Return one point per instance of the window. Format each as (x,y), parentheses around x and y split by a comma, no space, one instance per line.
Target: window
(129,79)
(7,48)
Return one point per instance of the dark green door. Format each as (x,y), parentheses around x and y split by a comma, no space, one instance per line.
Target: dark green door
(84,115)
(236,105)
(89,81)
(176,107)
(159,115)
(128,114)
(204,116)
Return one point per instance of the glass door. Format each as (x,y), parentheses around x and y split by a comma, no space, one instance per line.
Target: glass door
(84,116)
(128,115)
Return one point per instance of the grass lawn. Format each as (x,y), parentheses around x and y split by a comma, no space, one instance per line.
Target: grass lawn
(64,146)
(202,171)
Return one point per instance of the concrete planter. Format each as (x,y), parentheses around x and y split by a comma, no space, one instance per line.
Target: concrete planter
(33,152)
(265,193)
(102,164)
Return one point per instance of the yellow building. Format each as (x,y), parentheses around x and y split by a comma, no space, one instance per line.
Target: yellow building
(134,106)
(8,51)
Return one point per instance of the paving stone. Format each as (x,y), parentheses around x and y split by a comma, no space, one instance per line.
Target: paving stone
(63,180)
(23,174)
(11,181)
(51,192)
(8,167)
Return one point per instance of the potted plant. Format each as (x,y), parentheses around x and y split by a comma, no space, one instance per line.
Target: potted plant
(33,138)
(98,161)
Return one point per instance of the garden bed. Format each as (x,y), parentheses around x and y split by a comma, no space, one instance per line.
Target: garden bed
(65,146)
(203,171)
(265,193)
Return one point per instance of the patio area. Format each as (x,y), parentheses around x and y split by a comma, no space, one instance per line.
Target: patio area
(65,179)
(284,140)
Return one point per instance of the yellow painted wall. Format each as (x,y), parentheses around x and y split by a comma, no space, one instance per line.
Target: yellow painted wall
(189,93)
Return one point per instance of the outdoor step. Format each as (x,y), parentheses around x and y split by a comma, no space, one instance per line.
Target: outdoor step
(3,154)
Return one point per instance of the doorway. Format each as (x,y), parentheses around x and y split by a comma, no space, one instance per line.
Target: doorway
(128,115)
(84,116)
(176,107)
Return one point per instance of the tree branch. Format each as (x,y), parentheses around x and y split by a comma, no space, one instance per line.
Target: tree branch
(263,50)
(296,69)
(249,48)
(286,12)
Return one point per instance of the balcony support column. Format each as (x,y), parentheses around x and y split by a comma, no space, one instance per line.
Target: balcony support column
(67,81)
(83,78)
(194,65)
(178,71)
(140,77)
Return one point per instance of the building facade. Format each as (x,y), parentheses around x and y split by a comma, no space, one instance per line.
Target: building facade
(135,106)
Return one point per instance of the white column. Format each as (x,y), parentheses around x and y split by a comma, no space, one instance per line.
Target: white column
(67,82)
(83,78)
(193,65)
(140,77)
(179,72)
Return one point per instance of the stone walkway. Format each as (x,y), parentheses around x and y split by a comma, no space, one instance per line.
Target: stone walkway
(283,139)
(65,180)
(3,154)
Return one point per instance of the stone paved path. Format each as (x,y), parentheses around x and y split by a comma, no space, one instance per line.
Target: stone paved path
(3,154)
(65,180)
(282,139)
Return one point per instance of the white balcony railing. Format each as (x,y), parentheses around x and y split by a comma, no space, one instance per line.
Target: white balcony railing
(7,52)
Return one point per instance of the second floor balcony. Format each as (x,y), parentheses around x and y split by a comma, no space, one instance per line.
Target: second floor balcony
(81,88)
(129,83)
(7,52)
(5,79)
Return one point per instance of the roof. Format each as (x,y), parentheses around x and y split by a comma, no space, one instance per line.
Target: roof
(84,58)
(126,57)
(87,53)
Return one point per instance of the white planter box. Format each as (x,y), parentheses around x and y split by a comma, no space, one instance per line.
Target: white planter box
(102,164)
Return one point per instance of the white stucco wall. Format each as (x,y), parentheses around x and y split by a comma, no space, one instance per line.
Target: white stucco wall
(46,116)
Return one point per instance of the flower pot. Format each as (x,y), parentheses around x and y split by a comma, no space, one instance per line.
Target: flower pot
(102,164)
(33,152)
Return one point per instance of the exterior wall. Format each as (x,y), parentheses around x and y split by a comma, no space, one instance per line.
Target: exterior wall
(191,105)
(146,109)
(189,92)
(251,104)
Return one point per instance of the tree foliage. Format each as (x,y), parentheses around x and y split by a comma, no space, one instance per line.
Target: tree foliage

----

*Required work*
Write out every entry verbatim.

*Problem solution*
Return one point per instance of the window. Format each as (x,y), parentheses around x and y split by a comma, no space, one instance per line.
Target: window
(129,79)
(7,48)
Return one point per instance of the dark green door. Format each as (x,y), parentheses around x and y split by a comma, no space, one instance per line.
Target: dark green door
(84,115)
(236,105)
(89,81)
(176,107)
(159,115)
(128,114)
(204,116)
Return one point per instance of the glass door. Format each as (x,y), parentheses around x and y split by a comma, no space, one instance per line.
Target: glass door
(84,116)
(128,115)
Return one point per instance of the grass lawn. Format each as (x,y), parentheses around x and y split by a comma, no space, one instance per line.
Target: grass lawn
(64,146)
(202,171)
Return one point per instance of the concrete planter. Format each as (x,y), parentheses around x and y split by a comma, no space, one instance per line.
Target: concrete planter
(33,152)
(265,193)
(102,164)
Return one point per instance of the yellow building. Format each as (x,y), parentheses around x and y split by a comma, no space, one instance per line.
Target: yellow building
(134,106)
(8,51)
Return one point per instance of the paving stone. Format each as (x,y), parentheses around x and y split by a comma, no space, one instance per line.
Target: paving stone
(63,180)
(23,174)
(11,181)
(51,192)
(8,167)
Return one point per instance of the potted plant. Format each as (x,y), parentheses around x and y split by a comma, no space, one instance per line.
Target: potted plant
(33,138)
(98,161)
Return one point per instance of the garden bed. Format each as (x,y), parentheses around x and y split by a comma, no space, one instance per line.
Target: garden bed
(65,146)
(203,171)
(265,193)
Return one point per instance of the patio area. Format each as (x,y), parentheses around x and y split by a comma, no space, one instance per line.
Target: patio area
(65,179)
(284,140)
Return one point per instance of the yellow painted wall. Format each as (x,y), parentheses around x and y split by a comma, no space, one instance per line.
Target: yellow painted wall
(189,93)
Return one point per instance of the outdoor step. Format each as (x,y), parentheses around x and y split by a comma, no space, one instance per line.
Target: outdoor step
(3,154)
Return one point per instance of the doorway. Format each as (x,y), parentheses around x and y split by a comma, no space, one instance per line.
Target: doorway
(128,115)
(84,116)
(176,107)
Return one point per instance of the tree branch. Format each as (x,y), parentheses around x and y split by a comma, no space, one instance per line.
Target: tree branch
(263,50)
(296,69)
(249,48)
(286,12)
Return one point per instance of the balcony support column. Format each as (x,y), parentheses around x and y split by a comma, no space, one instance per line.
Target: balcony support column
(67,81)
(83,78)
(194,65)
(178,71)
(140,77)
Return one point per instance of the building facade. Format each as (x,y), parentheses around x and y split by a comma, no space, one instance per line.
Target: building facade
(135,106)
Return one point per instance of the white column. Format each as (x,y), parentheses around x and y split by a comma, no space, one instance per line.
Target: white column
(67,82)
(83,78)
(193,65)
(140,77)
(179,72)
Return one point per instance of the stone walkway. Format each as (x,y), parentheses around x and y split by a comma, no space, one instance per line.
Target: stone walkway
(283,139)
(65,180)
(3,154)
Return one point per instance of the stone paved path. Format each as (x,y), parentheses around x and y split by a comma, no space, one instance per line.
Target: stone paved path
(3,154)
(65,180)
(282,139)
Return one point per instance of the white balcony railing. Format each as (x,y), parentheses around x and y split by a comma, no space, one instance per line.
Target: white balcony railing
(7,52)
Return one point per instance of the second floor balcony. Format each as (x,y), parentheses around x and y split by a comma, no space, one instance per line.
Target: second floor balcony
(81,88)
(129,83)
(7,52)
(5,79)
Return one point per instance of the roof. Format each as (x,y), parentheses around x and y split by a comma, no space, one instance per line.
Target: roof
(84,58)
(126,57)
(87,53)
Return one point per instance of the white planter box. Format each as (x,y), parentheses around x and y split by a comma, no space, one instance per line.
Target: white planter box
(102,164)
Return one point per instance of the white stucco wall. Format each as (x,y), parentheses around x and y split by a comma, no space, one instance per line.
Target: white stucco wall
(46,116)
Return one point per instance of the flower pot. Format each as (x,y), parentheses around x and y split by a comma, no space, one instance per line.
Target: flower pot
(102,164)
(33,152)
Return one point per instance of the exterior wall. Format each as (x,y), parentheses around x and y split by a comma, no space, one instance per line.
Target: exterior wall
(191,105)
(146,109)
(189,92)
(251,104)
Return one point per instance of the tree foliage. Format each as (x,y), parentheses around x and y split by a comma, no space, one instance per line.
Target: tree foliage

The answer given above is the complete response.